**Directive:**
Rewrite the listing below as a numbered list with one line per item, leaving out any blank lines.

**Records for the task:**

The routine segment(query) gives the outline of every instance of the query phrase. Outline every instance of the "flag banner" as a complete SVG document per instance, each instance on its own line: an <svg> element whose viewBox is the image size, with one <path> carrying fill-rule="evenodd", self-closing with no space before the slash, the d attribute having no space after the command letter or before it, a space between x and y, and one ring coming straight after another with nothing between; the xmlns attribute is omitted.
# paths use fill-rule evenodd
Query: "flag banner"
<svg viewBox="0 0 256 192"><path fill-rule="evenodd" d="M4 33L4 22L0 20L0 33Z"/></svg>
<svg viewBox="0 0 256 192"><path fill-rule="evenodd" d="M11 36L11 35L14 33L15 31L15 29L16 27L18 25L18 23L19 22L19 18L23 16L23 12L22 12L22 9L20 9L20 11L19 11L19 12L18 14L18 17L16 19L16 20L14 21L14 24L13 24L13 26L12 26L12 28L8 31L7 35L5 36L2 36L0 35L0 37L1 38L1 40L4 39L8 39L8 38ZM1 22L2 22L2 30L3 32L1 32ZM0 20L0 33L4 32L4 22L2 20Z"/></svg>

**Full solution:**
1. The routine segment(query) gives the outline of every instance of the query phrase. Outline every instance of the "flag banner" as a complete SVG document per instance, each instance on its own line: an <svg> element whose viewBox is the image size, with one <path> carrying fill-rule="evenodd", self-closing with no space before the slash, the d attribute having no space after the command letter or before it, a space between x and y, and one ring coming straight after another with nothing between; the xmlns attribute is omitted.
2. # paths use fill-rule evenodd
3. Query: "flag banner"
4. <svg viewBox="0 0 256 192"><path fill-rule="evenodd" d="M4 33L4 22L0 20L0 33Z"/></svg>
5. <svg viewBox="0 0 256 192"><path fill-rule="evenodd" d="M11 36L11 35L14 33L15 31L15 29L16 27L18 25L18 23L19 22L19 18L23 16L23 12L22 12L22 9L20 9L20 11L19 11L19 12L18 14L18 17L16 19L16 20L14 21L14 24L13 24L13 26L12 26L12 28L8 31L7 35L5 36L2 36L0 35L0 37L1 38L1 40L4 39L8 39L8 38ZM1 22L2 22L2 30L3 32L1 32ZM0 20L0 33L4 32L4 22L2 20Z"/></svg>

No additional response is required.